Prompt: Copy everything in the HOL set comprehension thread from "I will go through" down to "into GSPEC(\(x1 ,...,xn).".

==== Document ====

Dear Thomas,
Thank you so much for your elaborated reply.
I will go through Section 5.5.1.1 that you referred to
Thanks again!
Yassmeen
On Fri, Oct 25, 2019 at 1:22 PM Thomas Tuerk <tho...@tuerk-brechen.de>
wrote:
> Dear Yassmeen,
>
> set comprehensions in HOL are a bit cryptic. They are explained in Section
> 5.5.1.1 of the Description manual. In short, something like {t | p} is
> syntactic sugar that is turned by the parser into GSPEC(\(x1 ,...,xn).
> (t,p)). The trick is figuring out, which variables x1, ... xn to use. There
> are rules for that, which for non-trivial cases gives sometimes unexpected
> results. See excerpt from Sec. 5.5.1.1 below. For making it unambiguous,
> there is also the form {t | (x1, ..., xn) | p} where the variables are
> given explicitly. For complicated sets, I would always use the explicit
> form and I would not be surprised if L is free in one of the forms below
> and free in the other. In my opinion the syntax {t | p} should only be used
> in trivial cases, because it can easily lead to human readers
> misunderstanding the meaning otherwise. I for one are confused by
> complicated examples like the comprehensions you use. I need essentially to
> run the parser and look at the result before knowing what the meaning is.

==== Material ====

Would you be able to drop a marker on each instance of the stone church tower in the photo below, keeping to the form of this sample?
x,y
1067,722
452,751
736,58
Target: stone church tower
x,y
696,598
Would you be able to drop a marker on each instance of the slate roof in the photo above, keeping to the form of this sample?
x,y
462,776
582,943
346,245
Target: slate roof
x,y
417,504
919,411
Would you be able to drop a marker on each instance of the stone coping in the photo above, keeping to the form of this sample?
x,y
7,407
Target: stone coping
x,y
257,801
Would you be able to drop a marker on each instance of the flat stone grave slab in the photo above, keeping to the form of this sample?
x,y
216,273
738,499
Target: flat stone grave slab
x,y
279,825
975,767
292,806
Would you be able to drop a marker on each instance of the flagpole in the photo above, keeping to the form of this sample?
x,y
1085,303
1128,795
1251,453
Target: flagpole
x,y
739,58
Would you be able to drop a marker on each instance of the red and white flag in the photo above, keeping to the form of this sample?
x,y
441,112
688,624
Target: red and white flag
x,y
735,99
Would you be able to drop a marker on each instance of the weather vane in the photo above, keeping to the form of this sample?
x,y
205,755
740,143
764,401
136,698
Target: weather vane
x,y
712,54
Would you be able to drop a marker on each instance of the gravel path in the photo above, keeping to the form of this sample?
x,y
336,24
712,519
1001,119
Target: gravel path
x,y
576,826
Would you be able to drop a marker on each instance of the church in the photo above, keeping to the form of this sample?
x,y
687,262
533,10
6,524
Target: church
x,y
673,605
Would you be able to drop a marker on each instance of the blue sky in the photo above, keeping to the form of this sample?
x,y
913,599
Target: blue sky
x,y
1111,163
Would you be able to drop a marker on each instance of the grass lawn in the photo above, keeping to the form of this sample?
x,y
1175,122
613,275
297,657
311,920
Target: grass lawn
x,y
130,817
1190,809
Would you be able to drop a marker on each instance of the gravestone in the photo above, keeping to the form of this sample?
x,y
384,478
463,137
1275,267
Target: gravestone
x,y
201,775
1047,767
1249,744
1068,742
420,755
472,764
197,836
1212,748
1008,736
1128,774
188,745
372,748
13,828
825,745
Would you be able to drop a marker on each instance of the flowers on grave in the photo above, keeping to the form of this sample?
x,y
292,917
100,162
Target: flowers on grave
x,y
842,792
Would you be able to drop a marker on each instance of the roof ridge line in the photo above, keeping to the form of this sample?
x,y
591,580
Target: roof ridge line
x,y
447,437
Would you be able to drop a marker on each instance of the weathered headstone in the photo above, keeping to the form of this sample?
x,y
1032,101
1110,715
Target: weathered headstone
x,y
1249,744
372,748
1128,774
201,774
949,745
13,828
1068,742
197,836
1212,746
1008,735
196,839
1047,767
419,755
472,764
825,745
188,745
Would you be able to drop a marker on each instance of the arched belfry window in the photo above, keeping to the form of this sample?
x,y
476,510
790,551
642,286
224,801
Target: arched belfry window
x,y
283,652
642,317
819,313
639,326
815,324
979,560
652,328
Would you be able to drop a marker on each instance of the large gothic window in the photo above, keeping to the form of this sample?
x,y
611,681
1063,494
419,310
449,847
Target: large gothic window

====

Solution to this task:
I will go through Section 5.5.1.1 that you referred to
Thanks again!
Yassmeen
On Fri, Oct 25, 2019 at 1:22 PM Thomas Tuerk <tho...@tuerk-brechen.de>
wrote:
> Dear Yassmeen,
>
> set comprehensions in HOL are a bit cryptic. They are explained in Section
> 5.5.1.1 of the Description manual. In short, something like {t | p} is
> syntactic sugar that is turned by the parser into GSPEC(\(x1 ,...,xn).